# GIVEN DATA:
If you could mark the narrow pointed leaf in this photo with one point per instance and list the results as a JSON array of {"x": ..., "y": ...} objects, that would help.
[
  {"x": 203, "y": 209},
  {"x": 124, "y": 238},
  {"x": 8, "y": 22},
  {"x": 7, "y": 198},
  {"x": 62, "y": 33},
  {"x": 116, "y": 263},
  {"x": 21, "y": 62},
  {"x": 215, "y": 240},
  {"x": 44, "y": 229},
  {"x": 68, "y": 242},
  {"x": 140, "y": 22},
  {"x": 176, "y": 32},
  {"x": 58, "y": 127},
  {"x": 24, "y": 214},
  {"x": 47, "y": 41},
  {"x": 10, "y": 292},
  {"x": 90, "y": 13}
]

==

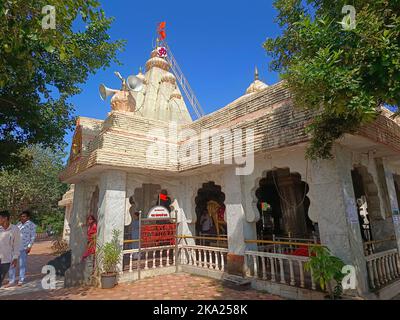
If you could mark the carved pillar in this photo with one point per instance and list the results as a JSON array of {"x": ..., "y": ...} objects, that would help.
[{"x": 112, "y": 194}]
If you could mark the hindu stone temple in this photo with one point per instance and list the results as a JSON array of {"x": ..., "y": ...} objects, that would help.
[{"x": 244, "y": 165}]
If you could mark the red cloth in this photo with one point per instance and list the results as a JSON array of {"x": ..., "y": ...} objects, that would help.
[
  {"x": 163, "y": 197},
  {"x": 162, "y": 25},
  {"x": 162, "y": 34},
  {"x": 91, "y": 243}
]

# STATED GOAL:
Select each line in the items above that contains the word "would", and copy those lines out in full. Case counts.

# ANSWER TO THIS TASK:
If you could mark the narrow pointed leaf in this photo with one point per instance and list the results as a JSON array of {"x": ..., "y": ...} objects, that would help.
If you could mark the carved pillar in this photo with one point per instance and list the results as a JSON array of {"x": ..., "y": ...} objects, that would help.
If you could mark the hindu stone temple in this photo with one point per instance and list the results as a JSON array of {"x": ..., "y": ...} objects, that would help.
If you could mark the red cloth in this photo with one point per instance and list the results as a JSON array of {"x": ..., "y": ...} objects, that would help.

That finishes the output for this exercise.